→ **TASK**
Retype the data exactly, from its first line to the line containing "positive clicks: (306, 65)", including both, and skip any picture.

→ **DATA FOR REVIEW**
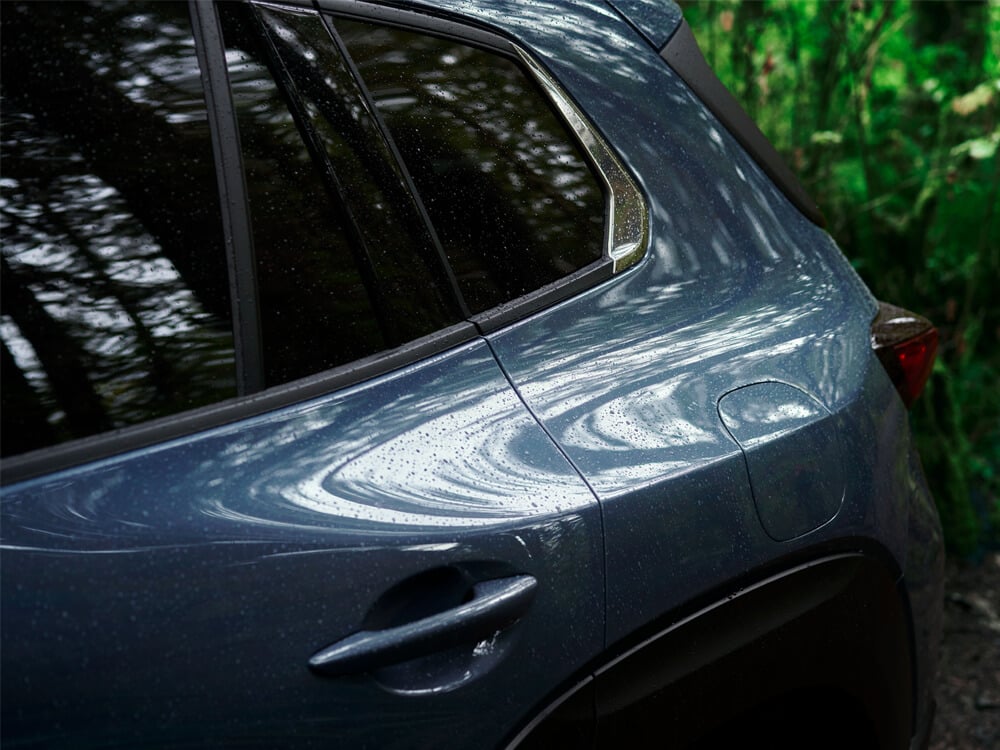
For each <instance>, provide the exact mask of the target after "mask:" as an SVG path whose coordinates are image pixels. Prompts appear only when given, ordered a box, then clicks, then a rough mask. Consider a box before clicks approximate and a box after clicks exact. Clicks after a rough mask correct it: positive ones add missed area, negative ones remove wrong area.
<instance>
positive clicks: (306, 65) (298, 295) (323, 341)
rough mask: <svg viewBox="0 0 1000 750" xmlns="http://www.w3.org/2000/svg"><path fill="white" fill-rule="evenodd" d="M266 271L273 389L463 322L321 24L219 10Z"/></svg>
mask: <svg viewBox="0 0 1000 750" xmlns="http://www.w3.org/2000/svg"><path fill="white" fill-rule="evenodd" d="M221 10H222V13H221V17H222V21H223V31H224V35H225V39H226V46H227V61H228V65H229V74H230V81H231V88H232V92H233V97H234V102H235V106H236V111H237V115H238V120H239V129H240V139H241V142H242V146H243V151H244V168H245V173H246V184H247V189H248V193H249V202H250V213H251V218H252V223H253V233H254V245H255V253H256V259H257V286H258V299H259V303H260V320H261V327H262V334H263V342H264V345H263V351H264V362H265V382H266V383H267V384H268V385H275V384H278V383H282V382H285V381H288V380H291V379H293V378H297V377H302V376H305V375H309V374H312V373H316V372H319V371H322V370H325V369H328V368H330V367H334V366H336V365H340V364H345V363H348V362H350V361H352V360H355V359H358V358H360V357H365V356H368V355H371V354H375V353H377V352H380V351H383V350H385V349H388V348H391V347H395V346H398V345H399V344H402V343H405V342H407V341H411V340H413V339H415V338H418V337H420V336H423V335H425V334H429V333H432V332H434V331H436V330H438V329H439V328H443V327H445V326H448V325H450V324H452V323H455V322H457V321H459V320H460V319H461V316H460V314H459V309H458V307H457V305H456V304H455V302H454V298H453V295H452V293H451V291H450V290H449V289H448V287H447V284H446V280H445V271H444V264H443V263H442V259H441V258H440V257H439V256H438V255H437V253H436V250H435V249H434V246H433V243H432V241H431V238H430V235H429V233H428V230H427V228H426V226H425V225H424V224H423V223H422V222H421V221H420V218H419V216H418V215H417V214H416V212H415V208H414V207H413V205H412V203H413V200H412V197H411V196H410V194H409V193H408V192H407V191H406V190H405V188H404V186H403V184H402V182H401V179H400V176H399V173H398V169H397V168H396V167H395V165H394V164H393V163H392V161H391V159H390V158H389V155H388V152H387V150H386V149H385V147H384V145H382V144H381V142H380V138H381V136H380V134H379V132H378V130H377V128H375V127H374V125H373V123H372V122H371V121H370V118H368V117H367V116H366V114H365V112H364V109H363V107H362V100H361V99H360V97H359V95H358V91H357V87H356V85H355V84H354V82H353V80H352V79H351V77H350V75H349V74H348V72H347V70H346V68H345V66H344V62H343V60H342V59H341V57H340V55H339V54H338V53H337V50H336V47H335V46H334V44H333V41H332V39H331V38H330V34H329V32H328V31H327V30H326V28H325V27H324V25H323V23H322V21H321V20H320V17H319V16H318V15H317V14H315V13H310V12H305V13H303V12H297V11H289V10H284V11H283V10H279V9H275V8H272V9H264V10H261V11H259V12H258V14H257V15H256V16H255V15H254V13H253V11H252V10H251V9H250V8H249V7H247V6H232V5H223V6H221Z"/></svg>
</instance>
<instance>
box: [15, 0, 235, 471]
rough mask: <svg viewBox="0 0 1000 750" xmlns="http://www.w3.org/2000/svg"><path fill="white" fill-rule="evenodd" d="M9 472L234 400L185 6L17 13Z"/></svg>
mask: <svg viewBox="0 0 1000 750" xmlns="http://www.w3.org/2000/svg"><path fill="white" fill-rule="evenodd" d="M0 49H2V66H0V73H2V83H0V96H2V105H0V106H2V112H3V114H2V117H3V129H2V135H0V139H2V143H0V148H2V162H3V171H2V177H0V188H2V194H0V229H2V234H3V243H2V255H3V258H2V271H0V274H2V284H3V289H2V295H0V301H2V302H0V304H2V311H0V312H2V315H0V354H2V366H3V369H2V381H3V390H2V414H3V425H2V431H0V444H2V454H3V455H5V456H7V455H13V454H18V453H22V452H25V451H28V450H31V449H35V448H42V447H46V446H49V445H53V444H56V443H59V442H62V441H65V440H70V439H74V438H82V437H86V436H89V435H93V434H96V433H100V432H104V431H107V430H110V429H113V428H117V427H123V426H127V425H132V424H136V423H138V422H142V421H145V420H148V419H152V418H155V417H160V416H164V415H168V414H173V413H175V412H179V411H184V410H187V409H192V408H195V407H198V406H201V405H205V404H209V403H213V402H216V401H219V400H221V399H225V398H228V397H231V396H234V395H235V394H236V386H235V365H234V347H233V336H232V330H231V324H230V312H229V311H230V301H229V282H228V277H227V271H226V261H225V256H224V249H223V236H222V229H221V223H220V215H219V201H218V192H217V186H216V177H215V171H214V164H213V156H212V149H211V141H210V137H209V131H208V125H207V118H206V112H205V103H204V99H203V95H202V88H201V80H200V77H199V68H198V63H197V60H196V57H195V51H194V43H193V40H192V34H191V29H190V22H189V20H188V9H187V5H186V4H185V3H165V2H150V3H142V2H122V3H112V2H100V3H86V4H85V3H70V4H65V5H63V4H59V5H56V4H52V3H18V4H14V3H4V8H3V23H2V42H0Z"/></svg>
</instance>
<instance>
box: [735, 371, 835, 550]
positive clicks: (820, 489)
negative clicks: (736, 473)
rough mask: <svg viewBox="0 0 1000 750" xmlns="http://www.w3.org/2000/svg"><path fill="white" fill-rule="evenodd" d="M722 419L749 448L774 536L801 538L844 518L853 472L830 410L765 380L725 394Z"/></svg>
mask: <svg viewBox="0 0 1000 750" xmlns="http://www.w3.org/2000/svg"><path fill="white" fill-rule="evenodd" d="M719 416H720V417H721V418H722V421H723V423H724V424H725V425H726V429H727V430H729V434H731V435H732V436H733V438H735V439H736V441H737V442H738V443H739V444H740V448H742V449H743V455H744V457H745V458H746V461H747V471H748V473H749V475H750V485H751V487H752V489H753V496H754V503H755V505H756V506H757V515H758V516H760V522H761V523H762V524H763V525H764V530H765V531H766V532H767V534H768V536H770V537H771V538H772V539H775V540H777V541H786V540H788V539H794V538H795V537H797V536H802V535H803V534H808V533H809V532H810V531H814V530H816V529H817V528H819V527H820V526H822V525H823V524H824V523H826V522H827V521H829V520H830V519H831V518H833V517H834V516H835V515H836V514H837V511H839V510H840V505H841V503H842V502H843V499H844V476H845V472H844V462H843V458H842V457H841V453H840V440H839V439H838V438H837V428H836V425H835V424H834V420H833V419H832V418H831V415H830V412H829V411H827V410H826V409H824V408H823V407H822V406H821V405H820V404H819V403H817V402H816V401H814V400H813V399H811V398H809V396H807V395H806V394H804V393H803V392H802V391H800V390H798V389H797V388H792V387H791V386H788V385H785V384H783V383H757V384H754V385H749V386H745V387H743V388H739V389H738V390H735V391H731V392H729V393H727V394H726V395H725V396H723V397H722V400H721V401H719ZM790 445H794V446H795V450H794V451H792V450H789V449H788V446H790Z"/></svg>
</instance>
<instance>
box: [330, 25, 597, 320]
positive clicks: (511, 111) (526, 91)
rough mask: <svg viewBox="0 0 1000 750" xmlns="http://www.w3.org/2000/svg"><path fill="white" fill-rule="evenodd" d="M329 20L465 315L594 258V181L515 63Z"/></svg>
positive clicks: (546, 280) (596, 238)
mask: <svg viewBox="0 0 1000 750" xmlns="http://www.w3.org/2000/svg"><path fill="white" fill-rule="evenodd" d="M333 25H334V26H335V29H336V32H337V34H338V35H339V36H340V38H341V40H342V42H343V43H344V44H345V45H346V48H347V50H348V51H349V53H350V56H351V57H352V58H353V61H354V63H355V64H356V66H357V68H358V70H359V71H360V76H361V78H362V80H363V81H364V84H365V86H366V87H367V89H368V92H369V93H370V96H371V98H372V100H373V101H374V104H375V106H376V107H377V110H378V113H379V115H380V116H381V118H382V119H383V121H384V122H385V123H386V125H387V126H388V129H389V132H390V133H391V135H392V139H393V141H394V142H395V145H396V147H397V148H398V149H399V152H400V153H401V154H402V157H403V161H404V163H405V164H406V166H407V168H408V169H409V172H410V174H411V175H412V178H413V181H414V183H415V184H416V187H417V190H418V192H419V194H420V196H421V198H422V200H423V202H424V205H425V206H426V209H427V212H428V214H429V215H430V219H431V222H432V223H433V225H434V228H435V230H436V231H437V234H438V236H439V238H440V241H441V244H442V245H443V247H444V252H445V254H446V255H447V257H448V260H449V262H450V263H451V266H452V268H453V269H454V273H455V276H456V277H457V280H458V284H459V287H460V289H461V291H462V294H463V295H464V298H465V301H466V303H467V304H468V307H469V309H470V310H471V311H472V312H473V313H478V312H482V311H484V310H487V309H489V308H491V307H494V306H496V305H499V304H502V303H504V302H508V301H510V300H511V299H514V298H515V297H519V296H521V295H523V294H527V293H529V292H531V291H533V290H535V289H537V288H539V287H541V286H543V285H545V284H547V283H550V282H553V281H556V280H558V279H560V278H562V277H564V276H566V275H568V274H570V273H572V272H573V271H576V270H578V269H580V268H582V267H584V266H586V265H589V264H590V263H593V262H594V261H597V260H600V259H601V257H602V251H603V242H604V228H605V203H604V196H603V193H602V190H601V186H600V183H599V182H598V180H597V179H596V178H595V176H594V174H593V173H592V172H591V170H590V167H589V166H588V163H587V161H586V159H585V158H584V157H583V155H582V153H581V150H580V148H579V147H578V146H577V144H576V141H575V139H574V137H573V136H572V135H571V134H570V133H569V132H568V130H567V128H566V127H565V126H564V125H563V124H562V122H561V121H560V120H559V119H558V118H557V117H556V116H555V114H554V113H553V111H552V109H551V108H550V106H549V103H548V101H547V100H546V98H545V97H544V95H543V94H542V92H541V91H540V90H539V89H538V88H537V87H536V86H535V84H534V83H533V82H532V80H531V79H530V78H529V77H528V76H527V75H525V73H524V72H523V71H522V69H521V67H520V66H519V65H517V64H515V63H514V62H512V61H511V60H509V59H507V58H505V57H502V56H500V55H498V54H494V53H491V52H487V51H484V50H481V49H478V48H475V47H472V46H468V45H465V44H460V43H457V42H454V41H450V40H446V39H440V38H437V37H433V36H428V35H426V34H421V33H415V32H411V31H405V30H401V29H396V28H388V27H383V26H377V25H372V24H368V23H363V22H358V21H348V20H341V19H335V20H334V21H333Z"/></svg>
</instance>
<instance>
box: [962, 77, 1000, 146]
mask: <svg viewBox="0 0 1000 750" xmlns="http://www.w3.org/2000/svg"><path fill="white" fill-rule="evenodd" d="M998 84H1000V81H997V82H993V83H981V84H979V85H978V86H976V88H974V89H973V90H972V91H970V92H969V93H967V94H963V95H962V96H959V97H956V98H955V99H954V100H952V102H951V111H952V112H954V113H956V114H958V115H960V116H962V117H967V116H968V115H971V114H972V113H973V112H975V111H976V110H977V109H980V108H982V107H985V106H987V105H988V104H990V103H991V102H992V101H993V91H994V89H995V88H997V85H998ZM973 158H976V157H973Z"/></svg>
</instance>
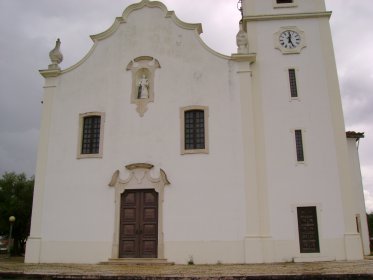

→ **YOUR RESPONSE**
For each <instance>, provide the exact mask of the target after "mask:" as an SVG path whose coordinates are image pixels. Prompts appear only when given, ordered a box, then clicks, then a rough mask. Consider a box before clicks approximate and a box after clicks exact. Clicks after a rough mask correct it: positive ones add missed area, negative ones remove wrong area.
<instance>
positive clicks: (306, 65) (298, 295) (323, 341)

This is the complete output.